***** Given information *****

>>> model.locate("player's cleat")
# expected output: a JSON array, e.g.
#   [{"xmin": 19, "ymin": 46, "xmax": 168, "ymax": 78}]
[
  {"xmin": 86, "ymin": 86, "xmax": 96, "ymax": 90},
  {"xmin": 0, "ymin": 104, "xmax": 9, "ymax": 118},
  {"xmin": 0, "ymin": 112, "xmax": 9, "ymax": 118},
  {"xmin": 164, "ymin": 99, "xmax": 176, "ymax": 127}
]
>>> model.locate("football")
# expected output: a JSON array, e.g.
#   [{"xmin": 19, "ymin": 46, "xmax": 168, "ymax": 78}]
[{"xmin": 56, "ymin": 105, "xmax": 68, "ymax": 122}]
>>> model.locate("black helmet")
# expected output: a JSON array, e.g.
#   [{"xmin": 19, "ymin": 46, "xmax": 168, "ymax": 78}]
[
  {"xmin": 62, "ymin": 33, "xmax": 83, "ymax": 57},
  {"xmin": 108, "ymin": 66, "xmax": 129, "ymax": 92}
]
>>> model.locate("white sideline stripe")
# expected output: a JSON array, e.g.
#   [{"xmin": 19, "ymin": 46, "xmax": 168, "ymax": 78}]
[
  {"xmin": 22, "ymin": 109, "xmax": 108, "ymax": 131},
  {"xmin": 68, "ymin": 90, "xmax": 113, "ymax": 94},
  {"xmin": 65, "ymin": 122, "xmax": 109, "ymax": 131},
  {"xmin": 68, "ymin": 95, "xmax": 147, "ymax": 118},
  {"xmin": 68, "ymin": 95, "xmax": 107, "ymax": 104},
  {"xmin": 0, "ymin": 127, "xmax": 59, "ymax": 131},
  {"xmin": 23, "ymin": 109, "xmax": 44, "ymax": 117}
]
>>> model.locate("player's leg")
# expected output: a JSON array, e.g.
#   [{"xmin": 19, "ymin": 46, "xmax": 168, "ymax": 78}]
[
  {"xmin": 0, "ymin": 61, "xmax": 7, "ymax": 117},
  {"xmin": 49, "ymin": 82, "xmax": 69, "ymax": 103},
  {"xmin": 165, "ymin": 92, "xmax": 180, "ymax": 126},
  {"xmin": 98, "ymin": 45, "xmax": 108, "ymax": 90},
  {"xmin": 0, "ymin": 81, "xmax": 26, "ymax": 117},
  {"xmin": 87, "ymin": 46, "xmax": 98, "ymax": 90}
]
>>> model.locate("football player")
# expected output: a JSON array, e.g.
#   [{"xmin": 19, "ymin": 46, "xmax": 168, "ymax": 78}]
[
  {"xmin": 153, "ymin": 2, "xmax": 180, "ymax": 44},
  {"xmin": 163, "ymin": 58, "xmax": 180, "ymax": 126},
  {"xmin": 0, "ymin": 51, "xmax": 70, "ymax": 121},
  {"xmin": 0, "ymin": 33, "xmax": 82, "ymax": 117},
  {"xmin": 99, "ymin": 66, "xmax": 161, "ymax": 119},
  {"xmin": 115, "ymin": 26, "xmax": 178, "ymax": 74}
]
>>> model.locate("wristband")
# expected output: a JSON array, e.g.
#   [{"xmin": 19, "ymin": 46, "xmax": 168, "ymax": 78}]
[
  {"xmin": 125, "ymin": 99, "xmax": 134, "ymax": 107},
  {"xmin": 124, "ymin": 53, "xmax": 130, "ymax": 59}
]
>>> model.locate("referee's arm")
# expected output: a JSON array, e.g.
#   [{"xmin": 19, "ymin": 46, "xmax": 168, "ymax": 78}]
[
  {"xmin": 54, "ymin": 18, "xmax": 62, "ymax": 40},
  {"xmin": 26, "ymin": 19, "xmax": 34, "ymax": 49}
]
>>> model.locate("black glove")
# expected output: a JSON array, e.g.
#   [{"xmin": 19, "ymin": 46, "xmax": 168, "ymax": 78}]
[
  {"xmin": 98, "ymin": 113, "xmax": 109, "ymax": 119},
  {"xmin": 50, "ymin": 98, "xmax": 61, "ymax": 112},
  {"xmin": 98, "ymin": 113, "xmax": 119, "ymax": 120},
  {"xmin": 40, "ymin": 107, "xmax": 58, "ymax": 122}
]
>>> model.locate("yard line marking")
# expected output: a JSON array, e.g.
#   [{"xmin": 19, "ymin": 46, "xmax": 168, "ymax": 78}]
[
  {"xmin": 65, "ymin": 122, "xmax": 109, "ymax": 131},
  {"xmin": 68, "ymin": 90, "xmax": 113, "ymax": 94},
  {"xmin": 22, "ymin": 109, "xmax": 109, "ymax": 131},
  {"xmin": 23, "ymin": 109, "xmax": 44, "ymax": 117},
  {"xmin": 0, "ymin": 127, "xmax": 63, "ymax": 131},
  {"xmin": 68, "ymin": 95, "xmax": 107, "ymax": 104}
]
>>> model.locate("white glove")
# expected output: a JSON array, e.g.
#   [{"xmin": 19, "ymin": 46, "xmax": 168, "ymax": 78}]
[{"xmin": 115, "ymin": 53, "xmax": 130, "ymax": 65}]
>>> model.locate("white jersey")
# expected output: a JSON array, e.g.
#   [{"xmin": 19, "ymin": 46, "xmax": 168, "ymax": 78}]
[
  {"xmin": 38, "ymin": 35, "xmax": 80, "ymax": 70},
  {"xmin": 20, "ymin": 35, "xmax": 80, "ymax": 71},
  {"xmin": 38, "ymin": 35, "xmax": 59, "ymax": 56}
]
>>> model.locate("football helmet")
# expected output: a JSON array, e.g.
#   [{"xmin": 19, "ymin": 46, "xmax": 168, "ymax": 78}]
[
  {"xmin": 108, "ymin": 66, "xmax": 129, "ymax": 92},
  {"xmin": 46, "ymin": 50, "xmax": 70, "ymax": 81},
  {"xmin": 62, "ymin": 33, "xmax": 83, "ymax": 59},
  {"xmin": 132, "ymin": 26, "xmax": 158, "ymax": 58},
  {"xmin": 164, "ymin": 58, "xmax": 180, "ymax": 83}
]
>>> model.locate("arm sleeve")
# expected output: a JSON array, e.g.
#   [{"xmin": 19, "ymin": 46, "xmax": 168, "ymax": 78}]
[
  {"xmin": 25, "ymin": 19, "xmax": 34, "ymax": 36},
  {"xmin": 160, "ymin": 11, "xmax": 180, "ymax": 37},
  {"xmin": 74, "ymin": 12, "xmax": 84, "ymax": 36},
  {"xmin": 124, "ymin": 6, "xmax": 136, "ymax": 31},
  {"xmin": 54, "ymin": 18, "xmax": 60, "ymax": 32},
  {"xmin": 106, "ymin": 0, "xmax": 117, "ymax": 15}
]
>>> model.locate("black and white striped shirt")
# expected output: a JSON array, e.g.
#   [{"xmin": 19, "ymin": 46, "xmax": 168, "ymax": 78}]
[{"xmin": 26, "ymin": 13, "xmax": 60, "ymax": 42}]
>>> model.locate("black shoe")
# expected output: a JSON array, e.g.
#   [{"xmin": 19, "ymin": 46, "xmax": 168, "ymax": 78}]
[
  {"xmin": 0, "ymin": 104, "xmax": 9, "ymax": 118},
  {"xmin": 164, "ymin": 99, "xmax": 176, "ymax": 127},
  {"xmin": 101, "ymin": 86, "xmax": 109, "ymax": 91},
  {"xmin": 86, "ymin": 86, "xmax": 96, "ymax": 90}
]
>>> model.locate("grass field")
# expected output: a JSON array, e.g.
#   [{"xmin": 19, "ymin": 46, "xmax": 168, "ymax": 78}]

*****
***** Given information *****

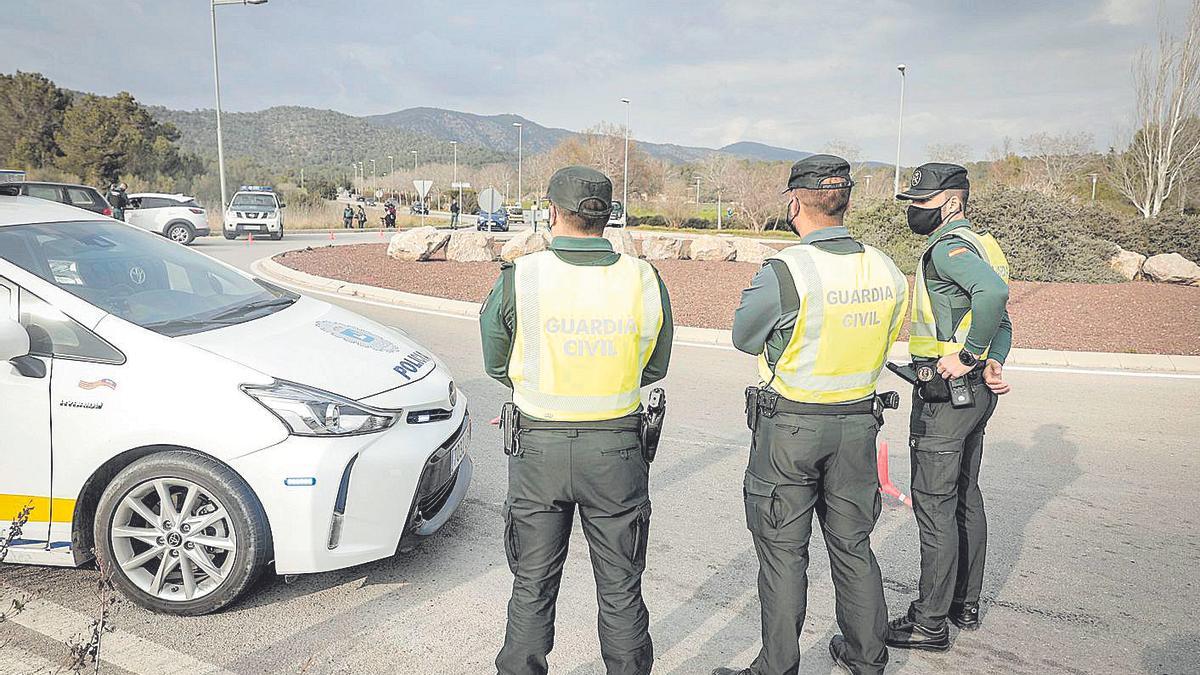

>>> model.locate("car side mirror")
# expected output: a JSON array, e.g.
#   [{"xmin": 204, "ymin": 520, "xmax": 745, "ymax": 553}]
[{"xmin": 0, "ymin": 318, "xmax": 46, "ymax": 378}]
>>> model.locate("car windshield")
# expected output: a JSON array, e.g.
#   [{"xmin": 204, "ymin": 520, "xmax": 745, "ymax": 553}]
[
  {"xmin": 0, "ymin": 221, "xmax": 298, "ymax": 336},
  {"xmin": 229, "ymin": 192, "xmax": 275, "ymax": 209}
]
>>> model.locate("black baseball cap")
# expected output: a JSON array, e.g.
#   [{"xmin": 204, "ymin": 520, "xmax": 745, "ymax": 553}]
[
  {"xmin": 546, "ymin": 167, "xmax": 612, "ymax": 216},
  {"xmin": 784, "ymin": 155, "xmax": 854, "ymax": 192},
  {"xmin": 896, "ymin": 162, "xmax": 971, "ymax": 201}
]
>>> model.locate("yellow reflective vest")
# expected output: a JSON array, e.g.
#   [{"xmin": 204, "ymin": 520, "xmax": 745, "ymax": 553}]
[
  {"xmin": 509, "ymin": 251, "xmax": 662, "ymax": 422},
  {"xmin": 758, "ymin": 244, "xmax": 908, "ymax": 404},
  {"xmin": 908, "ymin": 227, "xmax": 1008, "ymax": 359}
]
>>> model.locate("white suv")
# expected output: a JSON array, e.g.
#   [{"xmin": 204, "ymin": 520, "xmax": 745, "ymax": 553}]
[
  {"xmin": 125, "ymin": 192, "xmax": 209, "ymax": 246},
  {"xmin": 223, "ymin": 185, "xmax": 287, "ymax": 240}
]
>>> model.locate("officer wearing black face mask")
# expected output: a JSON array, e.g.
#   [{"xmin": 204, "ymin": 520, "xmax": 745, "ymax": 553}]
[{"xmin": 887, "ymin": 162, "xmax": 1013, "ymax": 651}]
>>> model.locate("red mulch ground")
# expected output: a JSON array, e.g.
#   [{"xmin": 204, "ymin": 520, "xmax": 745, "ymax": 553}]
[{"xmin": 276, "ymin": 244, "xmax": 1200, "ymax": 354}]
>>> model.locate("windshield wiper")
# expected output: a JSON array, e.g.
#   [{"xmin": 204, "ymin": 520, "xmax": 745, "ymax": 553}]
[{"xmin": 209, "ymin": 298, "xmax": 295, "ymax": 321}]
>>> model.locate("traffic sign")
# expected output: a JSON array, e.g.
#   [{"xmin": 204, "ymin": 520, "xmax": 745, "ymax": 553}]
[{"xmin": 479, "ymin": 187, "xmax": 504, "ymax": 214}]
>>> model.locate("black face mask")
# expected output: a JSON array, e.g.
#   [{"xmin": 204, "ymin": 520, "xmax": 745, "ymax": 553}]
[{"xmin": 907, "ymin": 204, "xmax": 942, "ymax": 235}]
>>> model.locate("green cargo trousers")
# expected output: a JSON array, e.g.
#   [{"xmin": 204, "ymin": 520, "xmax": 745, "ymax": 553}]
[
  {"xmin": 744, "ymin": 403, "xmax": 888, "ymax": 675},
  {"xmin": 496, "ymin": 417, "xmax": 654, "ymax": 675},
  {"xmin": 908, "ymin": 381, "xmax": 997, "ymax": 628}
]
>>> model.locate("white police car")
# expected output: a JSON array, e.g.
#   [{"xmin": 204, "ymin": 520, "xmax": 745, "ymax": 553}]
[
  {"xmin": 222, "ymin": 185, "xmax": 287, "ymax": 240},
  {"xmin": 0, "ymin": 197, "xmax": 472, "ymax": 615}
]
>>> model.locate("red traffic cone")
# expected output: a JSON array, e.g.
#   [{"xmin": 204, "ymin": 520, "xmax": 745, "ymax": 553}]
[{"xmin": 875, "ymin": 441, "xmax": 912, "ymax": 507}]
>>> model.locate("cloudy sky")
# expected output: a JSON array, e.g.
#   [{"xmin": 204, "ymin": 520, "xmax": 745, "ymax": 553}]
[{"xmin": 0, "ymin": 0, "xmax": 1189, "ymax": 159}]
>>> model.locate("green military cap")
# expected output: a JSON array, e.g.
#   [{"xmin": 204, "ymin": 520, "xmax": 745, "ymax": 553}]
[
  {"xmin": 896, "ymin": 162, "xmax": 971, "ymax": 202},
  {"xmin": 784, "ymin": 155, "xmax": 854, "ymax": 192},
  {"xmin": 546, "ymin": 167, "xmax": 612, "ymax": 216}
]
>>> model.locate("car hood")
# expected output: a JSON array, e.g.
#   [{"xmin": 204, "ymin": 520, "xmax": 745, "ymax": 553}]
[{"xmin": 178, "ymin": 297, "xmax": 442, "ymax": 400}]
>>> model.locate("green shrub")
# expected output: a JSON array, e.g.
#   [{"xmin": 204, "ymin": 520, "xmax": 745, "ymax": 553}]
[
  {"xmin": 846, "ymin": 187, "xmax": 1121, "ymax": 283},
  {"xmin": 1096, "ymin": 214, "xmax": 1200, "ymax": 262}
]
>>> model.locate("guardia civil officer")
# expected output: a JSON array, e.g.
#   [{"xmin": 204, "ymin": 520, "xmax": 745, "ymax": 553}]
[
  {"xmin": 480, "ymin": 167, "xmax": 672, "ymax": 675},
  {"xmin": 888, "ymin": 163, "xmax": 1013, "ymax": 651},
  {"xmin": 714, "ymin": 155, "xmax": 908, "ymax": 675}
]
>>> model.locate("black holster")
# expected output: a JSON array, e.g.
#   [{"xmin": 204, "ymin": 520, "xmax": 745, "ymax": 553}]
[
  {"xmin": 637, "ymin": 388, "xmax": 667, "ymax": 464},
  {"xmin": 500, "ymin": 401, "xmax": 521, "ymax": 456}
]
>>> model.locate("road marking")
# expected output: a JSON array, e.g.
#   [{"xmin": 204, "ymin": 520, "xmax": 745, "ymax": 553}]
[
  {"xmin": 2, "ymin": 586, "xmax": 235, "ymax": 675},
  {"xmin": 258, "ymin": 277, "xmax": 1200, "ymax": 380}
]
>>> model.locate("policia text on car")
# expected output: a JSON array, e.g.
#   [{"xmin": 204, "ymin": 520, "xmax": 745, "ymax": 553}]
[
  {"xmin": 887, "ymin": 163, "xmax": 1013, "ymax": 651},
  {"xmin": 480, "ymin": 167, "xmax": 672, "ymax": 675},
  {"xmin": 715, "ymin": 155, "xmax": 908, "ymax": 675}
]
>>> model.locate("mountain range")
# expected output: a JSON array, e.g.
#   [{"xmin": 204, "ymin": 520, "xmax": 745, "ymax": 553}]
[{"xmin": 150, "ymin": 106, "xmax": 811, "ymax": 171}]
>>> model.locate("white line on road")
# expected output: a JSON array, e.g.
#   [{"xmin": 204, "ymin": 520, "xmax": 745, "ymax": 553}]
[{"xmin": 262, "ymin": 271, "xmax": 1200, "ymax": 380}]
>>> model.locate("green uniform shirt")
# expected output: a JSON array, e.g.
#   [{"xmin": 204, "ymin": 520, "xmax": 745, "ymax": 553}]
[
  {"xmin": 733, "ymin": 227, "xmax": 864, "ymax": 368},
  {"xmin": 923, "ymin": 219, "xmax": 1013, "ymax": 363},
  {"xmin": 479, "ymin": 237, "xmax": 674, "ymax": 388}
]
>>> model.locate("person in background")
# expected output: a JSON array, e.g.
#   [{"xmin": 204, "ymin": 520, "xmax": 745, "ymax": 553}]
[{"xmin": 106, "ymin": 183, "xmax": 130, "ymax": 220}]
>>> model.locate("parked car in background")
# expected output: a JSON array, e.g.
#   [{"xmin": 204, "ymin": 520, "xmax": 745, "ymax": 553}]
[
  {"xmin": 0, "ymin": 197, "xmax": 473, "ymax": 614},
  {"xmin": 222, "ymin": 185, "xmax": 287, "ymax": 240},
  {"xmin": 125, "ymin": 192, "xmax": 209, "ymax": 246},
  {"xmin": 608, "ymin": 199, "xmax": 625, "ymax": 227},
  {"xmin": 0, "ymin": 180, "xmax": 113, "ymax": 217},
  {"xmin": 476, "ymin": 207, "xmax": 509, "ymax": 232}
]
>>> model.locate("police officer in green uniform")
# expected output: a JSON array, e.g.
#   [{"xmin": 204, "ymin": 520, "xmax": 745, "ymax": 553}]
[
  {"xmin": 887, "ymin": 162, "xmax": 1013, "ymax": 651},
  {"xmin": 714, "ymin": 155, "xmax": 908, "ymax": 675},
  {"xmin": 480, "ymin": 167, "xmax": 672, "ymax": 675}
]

*****

Pick out every line of the data above that contains the word "football", and copy each one in full. Case counts.

The result »
>>> model.locate("football")
>>> model.locate("football player")
>>> model.locate("football helmet")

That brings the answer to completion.